To do:
Copy the following material word for word, starting at the line containing "orange wax pool?" and ending at the line containing "76 202 L 60".

Record list:
- - - -
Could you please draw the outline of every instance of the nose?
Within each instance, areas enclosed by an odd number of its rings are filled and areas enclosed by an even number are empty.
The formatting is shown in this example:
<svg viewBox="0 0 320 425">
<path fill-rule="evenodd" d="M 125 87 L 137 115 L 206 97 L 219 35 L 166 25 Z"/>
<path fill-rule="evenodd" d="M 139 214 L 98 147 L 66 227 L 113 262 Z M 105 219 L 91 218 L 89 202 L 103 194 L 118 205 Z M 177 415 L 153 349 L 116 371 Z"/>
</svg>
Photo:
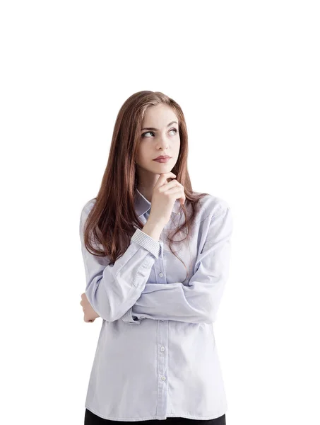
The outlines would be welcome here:
<svg viewBox="0 0 320 425">
<path fill-rule="evenodd" d="M 167 149 L 168 141 L 167 140 L 165 136 L 161 136 L 159 138 L 158 142 L 157 143 L 157 150 L 159 149 L 160 147 L 162 147 L 163 150 Z"/>
</svg>

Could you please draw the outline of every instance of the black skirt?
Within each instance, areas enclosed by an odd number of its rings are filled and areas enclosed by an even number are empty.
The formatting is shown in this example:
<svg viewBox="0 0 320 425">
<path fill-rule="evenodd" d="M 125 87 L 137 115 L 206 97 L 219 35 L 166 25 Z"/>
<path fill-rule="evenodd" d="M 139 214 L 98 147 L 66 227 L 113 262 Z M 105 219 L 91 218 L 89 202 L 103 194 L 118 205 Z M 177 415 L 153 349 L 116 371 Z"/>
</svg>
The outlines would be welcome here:
<svg viewBox="0 0 320 425">
<path fill-rule="evenodd" d="M 190 419 L 189 418 L 167 418 L 162 421 L 158 419 L 151 419 L 147 421 L 112 421 L 111 419 L 105 419 L 100 418 L 93 413 L 90 410 L 85 409 L 85 423 L 84 425 L 107 425 L 113 422 L 114 424 L 116 422 L 121 425 L 121 424 L 131 424 L 131 425 L 159 425 L 162 422 L 166 422 L 167 425 L 226 425 L 225 422 L 225 414 L 223 414 L 222 416 L 215 418 L 214 419 Z"/>
</svg>

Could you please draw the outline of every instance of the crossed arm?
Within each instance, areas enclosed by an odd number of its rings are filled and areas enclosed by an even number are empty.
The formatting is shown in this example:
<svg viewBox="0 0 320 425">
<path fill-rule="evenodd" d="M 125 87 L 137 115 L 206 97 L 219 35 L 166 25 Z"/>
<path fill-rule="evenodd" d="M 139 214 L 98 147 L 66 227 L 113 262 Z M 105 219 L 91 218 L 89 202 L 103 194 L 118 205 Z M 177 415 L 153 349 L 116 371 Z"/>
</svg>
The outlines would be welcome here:
<svg viewBox="0 0 320 425">
<path fill-rule="evenodd" d="M 163 246 L 139 229 L 127 251 L 111 266 L 104 264 L 101 258 L 98 264 L 83 246 L 87 287 L 81 304 L 85 322 L 101 316 L 134 324 L 143 319 L 212 323 L 229 274 L 232 231 L 230 208 L 220 206 L 203 226 L 189 286 L 181 282 L 147 283 Z"/>
</svg>

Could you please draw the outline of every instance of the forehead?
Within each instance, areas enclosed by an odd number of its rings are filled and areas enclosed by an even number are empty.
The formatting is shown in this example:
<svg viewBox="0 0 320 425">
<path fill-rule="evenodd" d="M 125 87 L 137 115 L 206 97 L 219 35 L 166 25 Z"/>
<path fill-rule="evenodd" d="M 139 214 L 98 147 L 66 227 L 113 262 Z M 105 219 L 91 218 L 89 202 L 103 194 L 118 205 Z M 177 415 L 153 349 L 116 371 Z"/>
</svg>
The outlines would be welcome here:
<svg viewBox="0 0 320 425">
<path fill-rule="evenodd" d="M 142 121 L 142 126 L 166 127 L 171 121 L 179 123 L 178 117 L 170 106 L 160 104 L 148 108 Z"/>
</svg>

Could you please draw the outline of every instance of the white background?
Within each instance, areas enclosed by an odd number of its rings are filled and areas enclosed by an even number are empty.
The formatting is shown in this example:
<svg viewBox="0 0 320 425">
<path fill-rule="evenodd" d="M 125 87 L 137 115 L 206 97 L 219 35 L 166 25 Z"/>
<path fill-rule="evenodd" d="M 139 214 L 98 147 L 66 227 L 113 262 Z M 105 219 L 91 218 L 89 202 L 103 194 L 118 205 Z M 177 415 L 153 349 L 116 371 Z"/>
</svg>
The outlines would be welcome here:
<svg viewBox="0 0 320 425">
<path fill-rule="evenodd" d="M 194 190 L 232 210 L 227 425 L 320 423 L 317 6 L 1 3 L 1 423 L 83 423 L 102 319 L 79 304 L 80 212 L 141 90 L 181 106 Z"/>
</svg>

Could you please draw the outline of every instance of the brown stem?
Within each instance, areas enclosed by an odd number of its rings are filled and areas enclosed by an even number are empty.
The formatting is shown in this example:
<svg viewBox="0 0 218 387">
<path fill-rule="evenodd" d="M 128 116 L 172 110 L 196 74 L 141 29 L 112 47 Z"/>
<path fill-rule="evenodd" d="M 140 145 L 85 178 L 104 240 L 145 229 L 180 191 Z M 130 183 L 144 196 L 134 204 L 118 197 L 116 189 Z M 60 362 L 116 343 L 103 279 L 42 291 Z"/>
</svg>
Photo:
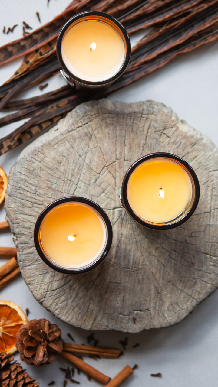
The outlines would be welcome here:
<svg viewBox="0 0 218 387">
<path fill-rule="evenodd" d="M 8 276 L 6 276 L 6 277 L 4 277 L 3 278 L 2 278 L 0 281 L 0 289 L 3 288 L 5 285 L 7 285 L 11 280 L 13 278 L 16 277 L 18 274 L 19 274 L 21 272 L 20 270 L 20 268 L 18 266 L 16 269 L 12 271 L 10 274 L 9 274 Z"/>
<path fill-rule="evenodd" d="M 5 277 L 18 266 L 18 264 L 14 257 L 9 259 L 6 264 L 0 267 L 0 279 Z"/>
<path fill-rule="evenodd" d="M 7 228 L 9 228 L 10 226 L 6 221 L 3 222 L 0 222 L 0 230 L 6 230 Z"/>
<path fill-rule="evenodd" d="M 117 375 L 112 379 L 107 385 L 107 387 L 118 387 L 123 382 L 131 375 L 133 370 L 129 365 L 126 365 Z"/>
<path fill-rule="evenodd" d="M 63 349 L 64 351 L 67 352 L 84 353 L 88 355 L 99 355 L 101 356 L 116 358 L 118 358 L 120 355 L 119 349 L 92 347 L 88 345 L 78 345 L 76 344 L 70 344 L 68 343 L 64 343 Z"/>
<path fill-rule="evenodd" d="M 0 247 L 0 257 L 11 258 L 16 255 L 17 249 L 16 247 Z"/>
<path fill-rule="evenodd" d="M 110 380 L 110 378 L 106 376 L 104 373 L 102 373 L 96 368 L 85 363 L 83 360 L 77 358 L 76 356 L 73 355 L 72 353 L 68 353 L 67 352 L 61 352 L 60 354 L 62 358 L 73 363 L 76 367 L 80 368 L 87 375 L 89 375 L 92 378 L 100 382 L 101 383 L 106 384 Z"/>
</svg>

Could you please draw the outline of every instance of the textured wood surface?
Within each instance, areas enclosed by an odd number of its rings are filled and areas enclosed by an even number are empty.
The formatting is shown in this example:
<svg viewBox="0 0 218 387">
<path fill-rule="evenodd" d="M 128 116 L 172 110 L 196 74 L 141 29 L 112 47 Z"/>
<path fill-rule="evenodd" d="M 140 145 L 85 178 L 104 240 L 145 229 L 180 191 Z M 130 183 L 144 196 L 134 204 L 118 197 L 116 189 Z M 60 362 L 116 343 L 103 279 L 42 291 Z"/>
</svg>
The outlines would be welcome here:
<svg viewBox="0 0 218 387">
<path fill-rule="evenodd" d="M 134 161 L 159 151 L 186 160 L 201 193 L 186 223 L 157 231 L 129 216 L 118 191 Z M 55 315 L 86 329 L 136 332 L 178 322 L 218 286 L 218 178 L 215 146 L 163 104 L 82 104 L 27 147 L 10 172 L 7 220 L 25 281 Z M 113 231 L 104 262 L 77 276 L 48 267 L 33 242 L 43 209 L 72 195 L 101 205 Z"/>
</svg>

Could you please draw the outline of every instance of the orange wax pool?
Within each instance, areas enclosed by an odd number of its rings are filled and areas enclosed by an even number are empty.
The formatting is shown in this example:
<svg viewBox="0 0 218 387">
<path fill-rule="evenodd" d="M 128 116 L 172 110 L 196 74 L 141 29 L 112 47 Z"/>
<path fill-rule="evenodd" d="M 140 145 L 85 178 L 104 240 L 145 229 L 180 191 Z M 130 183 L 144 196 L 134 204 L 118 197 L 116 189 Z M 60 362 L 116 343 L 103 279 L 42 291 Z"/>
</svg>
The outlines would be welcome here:
<svg viewBox="0 0 218 387">
<path fill-rule="evenodd" d="M 125 57 L 124 38 L 102 20 L 76 22 L 64 34 L 61 55 L 68 70 L 80 79 L 101 81 L 113 76 Z"/>
<path fill-rule="evenodd" d="M 76 202 L 60 204 L 45 215 L 39 239 L 46 255 L 61 267 L 85 267 L 100 257 L 107 238 L 103 218 L 94 209 Z"/>
<path fill-rule="evenodd" d="M 153 158 L 137 167 L 127 188 L 128 201 L 142 220 L 163 223 L 185 212 L 192 195 L 189 176 L 178 162 Z"/>
</svg>

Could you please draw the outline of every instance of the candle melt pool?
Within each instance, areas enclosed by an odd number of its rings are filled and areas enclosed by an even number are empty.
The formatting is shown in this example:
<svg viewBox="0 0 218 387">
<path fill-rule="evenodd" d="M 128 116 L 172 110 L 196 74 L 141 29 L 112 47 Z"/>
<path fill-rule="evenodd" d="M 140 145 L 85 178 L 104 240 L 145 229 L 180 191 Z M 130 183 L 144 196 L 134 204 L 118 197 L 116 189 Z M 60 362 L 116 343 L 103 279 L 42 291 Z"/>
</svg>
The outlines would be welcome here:
<svg viewBox="0 0 218 387">
<path fill-rule="evenodd" d="M 85 80 L 104 80 L 116 74 L 125 58 L 124 38 L 102 21 L 76 22 L 65 33 L 61 55 L 66 66 Z"/>
<path fill-rule="evenodd" d="M 182 164 L 170 159 L 153 158 L 133 171 L 127 195 L 133 211 L 141 219 L 163 223 L 176 218 L 187 208 L 192 185 Z"/>
<path fill-rule="evenodd" d="M 107 243 L 107 230 L 94 208 L 75 202 L 57 205 L 45 215 L 39 239 L 52 262 L 60 267 L 82 267 L 100 256 Z"/>
</svg>

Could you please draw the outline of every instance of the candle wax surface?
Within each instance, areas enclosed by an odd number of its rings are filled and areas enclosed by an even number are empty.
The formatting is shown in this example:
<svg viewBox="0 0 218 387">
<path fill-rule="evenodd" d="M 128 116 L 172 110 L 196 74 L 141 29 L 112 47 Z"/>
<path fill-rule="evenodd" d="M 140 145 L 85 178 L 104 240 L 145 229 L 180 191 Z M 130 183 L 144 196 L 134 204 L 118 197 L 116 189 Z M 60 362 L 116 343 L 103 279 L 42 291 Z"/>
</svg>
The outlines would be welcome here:
<svg viewBox="0 0 218 387">
<path fill-rule="evenodd" d="M 94 209 L 72 202 L 59 205 L 45 215 L 40 239 L 43 249 L 55 264 L 80 268 L 101 255 L 107 231 L 103 218 Z"/>
<path fill-rule="evenodd" d="M 61 54 L 73 74 L 95 82 L 108 79 L 119 71 L 124 62 L 125 48 L 116 29 L 103 21 L 85 20 L 67 31 Z"/>
<path fill-rule="evenodd" d="M 156 158 L 136 168 L 128 182 L 127 193 L 138 216 L 158 223 L 176 218 L 187 208 L 192 188 L 187 173 L 178 163 Z"/>
</svg>

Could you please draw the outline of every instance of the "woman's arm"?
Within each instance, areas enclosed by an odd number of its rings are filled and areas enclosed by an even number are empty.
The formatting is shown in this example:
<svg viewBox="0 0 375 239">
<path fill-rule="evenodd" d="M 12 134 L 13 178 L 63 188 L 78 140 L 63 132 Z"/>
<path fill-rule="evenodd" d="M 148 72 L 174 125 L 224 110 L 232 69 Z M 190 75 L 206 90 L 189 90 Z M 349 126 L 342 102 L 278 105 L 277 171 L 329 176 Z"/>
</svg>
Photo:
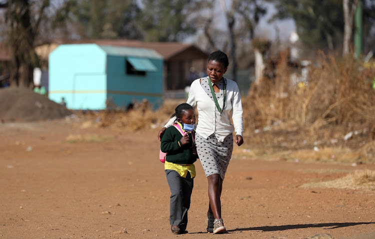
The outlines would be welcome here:
<svg viewBox="0 0 375 239">
<path fill-rule="evenodd" d="M 240 146 L 244 143 L 242 135 L 244 134 L 244 112 L 242 109 L 242 102 L 240 90 L 237 84 L 233 90 L 233 105 L 232 106 L 232 120 L 234 126 L 236 136 L 234 140 L 236 144 Z"/>
</svg>

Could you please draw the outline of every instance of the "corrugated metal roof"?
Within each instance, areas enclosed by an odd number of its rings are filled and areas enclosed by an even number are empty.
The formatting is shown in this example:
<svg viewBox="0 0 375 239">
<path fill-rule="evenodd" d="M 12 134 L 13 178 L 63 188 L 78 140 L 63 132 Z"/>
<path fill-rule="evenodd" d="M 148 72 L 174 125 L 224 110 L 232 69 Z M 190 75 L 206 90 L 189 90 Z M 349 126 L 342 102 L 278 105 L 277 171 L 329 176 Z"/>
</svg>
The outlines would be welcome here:
<svg viewBox="0 0 375 239">
<path fill-rule="evenodd" d="M 153 49 L 160 54 L 165 60 L 178 56 L 180 53 L 188 50 L 194 50 L 196 52 L 196 58 L 207 58 L 208 54 L 204 52 L 195 46 L 175 42 L 148 42 L 139 40 L 102 40 L 88 39 L 74 41 L 72 43 L 84 44 L 95 43 L 98 45 L 106 45 L 129 48 L 142 48 Z"/>
<path fill-rule="evenodd" d="M 162 59 L 162 56 L 154 50 L 144 48 L 127 48 L 98 44 L 98 46 L 108 54 L 114 56 L 138 56 L 142 58 Z"/>
</svg>

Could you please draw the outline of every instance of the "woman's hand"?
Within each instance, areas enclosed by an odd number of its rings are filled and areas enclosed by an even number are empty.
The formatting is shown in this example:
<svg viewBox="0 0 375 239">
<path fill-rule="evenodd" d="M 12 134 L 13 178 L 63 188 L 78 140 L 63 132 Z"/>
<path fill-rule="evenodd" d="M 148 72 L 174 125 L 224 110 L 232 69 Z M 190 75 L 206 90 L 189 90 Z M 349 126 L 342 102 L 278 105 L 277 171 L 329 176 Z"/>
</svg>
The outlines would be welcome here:
<svg viewBox="0 0 375 239">
<path fill-rule="evenodd" d="M 158 134 L 158 138 L 159 140 L 159 141 L 162 140 L 162 138 L 163 136 L 164 132 L 166 131 L 166 128 L 164 127 L 162 130 L 160 130 L 160 131 L 159 132 L 159 134 Z"/>
<path fill-rule="evenodd" d="M 196 152 L 196 146 L 194 145 L 193 145 L 192 146 L 192 154 L 197 156 L 198 155 L 198 153 Z"/>
<path fill-rule="evenodd" d="M 182 138 L 181 138 L 180 141 L 181 141 L 182 145 L 185 145 L 189 143 L 190 140 L 190 138 L 189 138 L 189 136 L 187 134 L 185 134 L 185 135 L 182 136 Z"/>
<path fill-rule="evenodd" d="M 238 146 L 241 146 L 244 144 L 244 138 L 242 138 L 242 136 L 236 134 L 235 138 L 236 143 Z"/>
</svg>

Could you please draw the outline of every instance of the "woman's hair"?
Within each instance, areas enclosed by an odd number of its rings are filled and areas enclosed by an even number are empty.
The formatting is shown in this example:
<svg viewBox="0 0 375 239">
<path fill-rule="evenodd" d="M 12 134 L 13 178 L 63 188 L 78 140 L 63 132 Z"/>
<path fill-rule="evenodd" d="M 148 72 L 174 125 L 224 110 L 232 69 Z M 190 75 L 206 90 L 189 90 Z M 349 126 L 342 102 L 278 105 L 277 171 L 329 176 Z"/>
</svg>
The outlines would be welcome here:
<svg viewBox="0 0 375 239">
<path fill-rule="evenodd" d="M 184 114 L 184 112 L 189 110 L 194 110 L 192 106 L 190 104 L 188 103 L 182 103 L 176 107 L 176 108 L 174 109 L 174 114 L 170 118 L 176 116 L 177 118 L 181 118 L 182 114 Z"/>
<path fill-rule="evenodd" d="M 222 64 L 224 65 L 226 68 L 228 67 L 229 66 L 229 60 L 228 60 L 228 56 L 226 54 L 220 50 L 214 52 L 210 54 L 208 56 L 208 60 L 216 60 L 216 62 L 220 62 Z"/>
</svg>

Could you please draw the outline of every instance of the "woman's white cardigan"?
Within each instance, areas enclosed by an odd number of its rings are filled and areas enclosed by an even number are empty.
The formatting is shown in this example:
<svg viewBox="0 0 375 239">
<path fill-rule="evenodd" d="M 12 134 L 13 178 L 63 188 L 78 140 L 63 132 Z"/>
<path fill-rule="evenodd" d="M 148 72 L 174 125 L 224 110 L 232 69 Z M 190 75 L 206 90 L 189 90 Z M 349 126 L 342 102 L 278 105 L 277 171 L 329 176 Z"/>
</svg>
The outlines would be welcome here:
<svg viewBox="0 0 375 239">
<path fill-rule="evenodd" d="M 226 100 L 222 115 L 218 110 L 215 102 L 207 94 L 200 84 L 200 80 L 208 80 L 208 76 L 196 79 L 192 84 L 186 103 L 198 110 L 198 124 L 196 132 L 200 136 L 208 138 L 212 134 L 219 142 L 224 141 L 225 138 L 232 134 L 234 130 L 236 134 L 242 136 L 244 120 L 242 118 L 241 96 L 237 84 L 226 80 Z M 218 100 L 219 106 L 222 108 L 224 97 Z M 230 121 L 232 116 L 233 124 Z M 164 126 L 172 126 L 176 118 L 172 118 Z"/>
</svg>

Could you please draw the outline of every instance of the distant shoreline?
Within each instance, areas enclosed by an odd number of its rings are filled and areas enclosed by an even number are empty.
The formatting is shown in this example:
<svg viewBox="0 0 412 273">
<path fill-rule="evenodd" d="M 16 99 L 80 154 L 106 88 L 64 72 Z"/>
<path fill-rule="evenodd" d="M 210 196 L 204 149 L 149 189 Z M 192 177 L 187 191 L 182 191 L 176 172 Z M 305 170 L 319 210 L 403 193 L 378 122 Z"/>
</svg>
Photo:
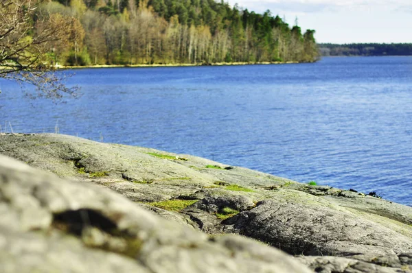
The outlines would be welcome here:
<svg viewBox="0 0 412 273">
<path fill-rule="evenodd" d="M 100 68 L 137 68 L 137 67 L 221 67 L 249 64 L 299 64 L 299 62 L 214 62 L 211 64 L 97 64 L 97 65 L 59 65 L 57 69 L 100 69 Z M 303 63 L 303 62 L 302 62 Z"/>
</svg>

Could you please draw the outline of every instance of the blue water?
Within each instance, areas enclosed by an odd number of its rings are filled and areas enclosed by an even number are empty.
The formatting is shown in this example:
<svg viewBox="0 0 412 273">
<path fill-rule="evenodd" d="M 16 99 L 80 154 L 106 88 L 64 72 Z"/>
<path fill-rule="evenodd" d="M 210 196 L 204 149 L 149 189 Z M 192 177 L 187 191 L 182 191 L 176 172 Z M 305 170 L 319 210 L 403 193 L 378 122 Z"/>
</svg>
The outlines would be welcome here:
<svg viewBox="0 0 412 273">
<path fill-rule="evenodd" d="M 412 206 L 412 58 L 80 69 L 65 104 L 0 82 L 8 132 L 190 154 Z"/>
</svg>

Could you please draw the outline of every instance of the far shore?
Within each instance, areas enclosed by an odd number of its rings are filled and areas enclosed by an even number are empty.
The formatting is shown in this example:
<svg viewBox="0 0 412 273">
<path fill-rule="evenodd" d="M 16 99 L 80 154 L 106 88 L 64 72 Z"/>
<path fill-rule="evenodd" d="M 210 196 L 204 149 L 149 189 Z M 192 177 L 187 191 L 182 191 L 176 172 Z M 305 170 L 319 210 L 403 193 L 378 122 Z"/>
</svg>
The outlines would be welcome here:
<svg viewBox="0 0 412 273">
<path fill-rule="evenodd" d="M 247 64 L 298 64 L 299 62 L 214 62 L 211 64 L 96 64 L 96 65 L 58 65 L 58 69 L 77 69 L 93 68 L 119 68 L 119 67 L 204 67 L 204 66 L 224 66 L 224 65 L 247 65 Z"/>
</svg>

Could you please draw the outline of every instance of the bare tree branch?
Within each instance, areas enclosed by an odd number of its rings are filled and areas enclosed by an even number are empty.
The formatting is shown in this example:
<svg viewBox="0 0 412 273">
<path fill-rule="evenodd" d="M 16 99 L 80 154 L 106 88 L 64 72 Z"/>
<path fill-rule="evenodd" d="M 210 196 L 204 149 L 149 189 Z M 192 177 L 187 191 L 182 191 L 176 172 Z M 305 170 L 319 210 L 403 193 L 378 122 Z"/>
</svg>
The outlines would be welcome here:
<svg viewBox="0 0 412 273">
<path fill-rule="evenodd" d="M 62 16 L 35 18 L 43 0 L 0 1 L 0 78 L 12 80 L 21 86 L 35 87 L 31 97 L 60 99 L 76 96 L 77 88 L 62 84 L 62 73 L 47 56 L 54 42 L 68 35 L 73 19 Z"/>
</svg>

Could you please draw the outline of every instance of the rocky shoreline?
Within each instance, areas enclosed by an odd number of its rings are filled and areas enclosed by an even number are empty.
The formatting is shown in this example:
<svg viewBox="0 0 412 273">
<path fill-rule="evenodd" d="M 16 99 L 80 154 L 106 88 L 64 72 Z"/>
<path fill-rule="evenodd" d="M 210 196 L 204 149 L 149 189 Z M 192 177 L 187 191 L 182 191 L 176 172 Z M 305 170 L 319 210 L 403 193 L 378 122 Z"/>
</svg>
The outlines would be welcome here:
<svg viewBox="0 0 412 273">
<path fill-rule="evenodd" d="M 411 207 L 62 134 L 0 134 L 0 215 L 6 272 L 412 272 Z"/>
</svg>

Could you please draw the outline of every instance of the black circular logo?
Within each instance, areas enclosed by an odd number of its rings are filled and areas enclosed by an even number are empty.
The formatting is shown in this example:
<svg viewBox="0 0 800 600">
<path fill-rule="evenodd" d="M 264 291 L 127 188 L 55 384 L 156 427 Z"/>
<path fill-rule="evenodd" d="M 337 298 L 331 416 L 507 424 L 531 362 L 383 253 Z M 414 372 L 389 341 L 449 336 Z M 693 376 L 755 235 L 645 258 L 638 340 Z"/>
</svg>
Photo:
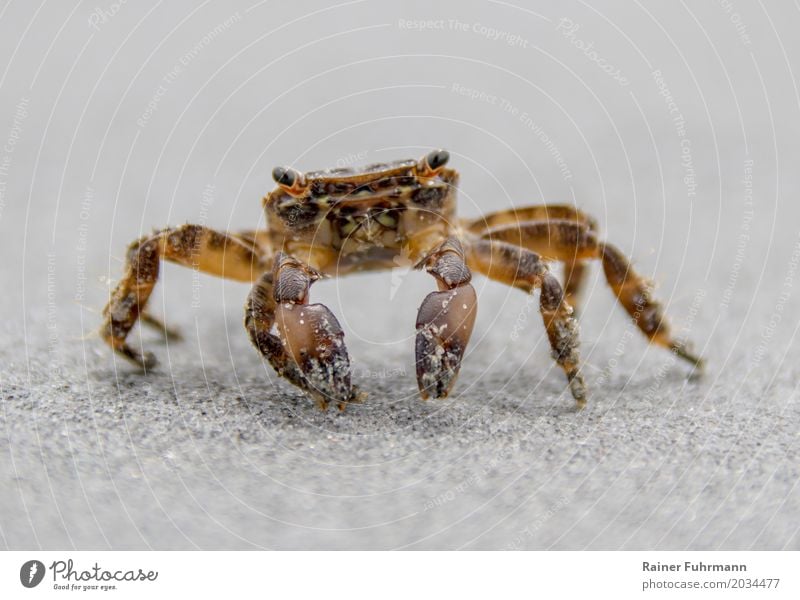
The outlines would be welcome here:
- - - -
Task result:
Could you please draw the outline of every instance of the orange wax pool?
Within each instance, areas enclosed by an odd number of its rings are filled and areas enclosed by an even number are empty.
The formatting is shown in this example:
<svg viewBox="0 0 218 387">
<path fill-rule="evenodd" d="M 128 116 L 172 110 L 196 74 L 141 29 L 112 47 Z"/>
<path fill-rule="evenodd" d="M 140 145 L 85 178 L 104 240 L 145 229 L 180 191 Z M 130 183 L 144 196 L 134 204 L 118 197 L 116 189 Z M 60 362 L 116 343 L 103 279 L 42 291 Z"/>
</svg>
The outlines would be welcome here:
<svg viewBox="0 0 218 387">
<path fill-rule="evenodd" d="M 125 57 L 124 38 L 102 20 L 76 22 L 64 34 L 61 55 L 68 70 L 80 79 L 101 81 L 113 76 Z"/>
<path fill-rule="evenodd" d="M 76 202 L 60 204 L 45 215 L 39 239 L 46 255 L 61 267 L 85 267 L 100 257 L 107 238 L 103 218 L 94 209 Z"/>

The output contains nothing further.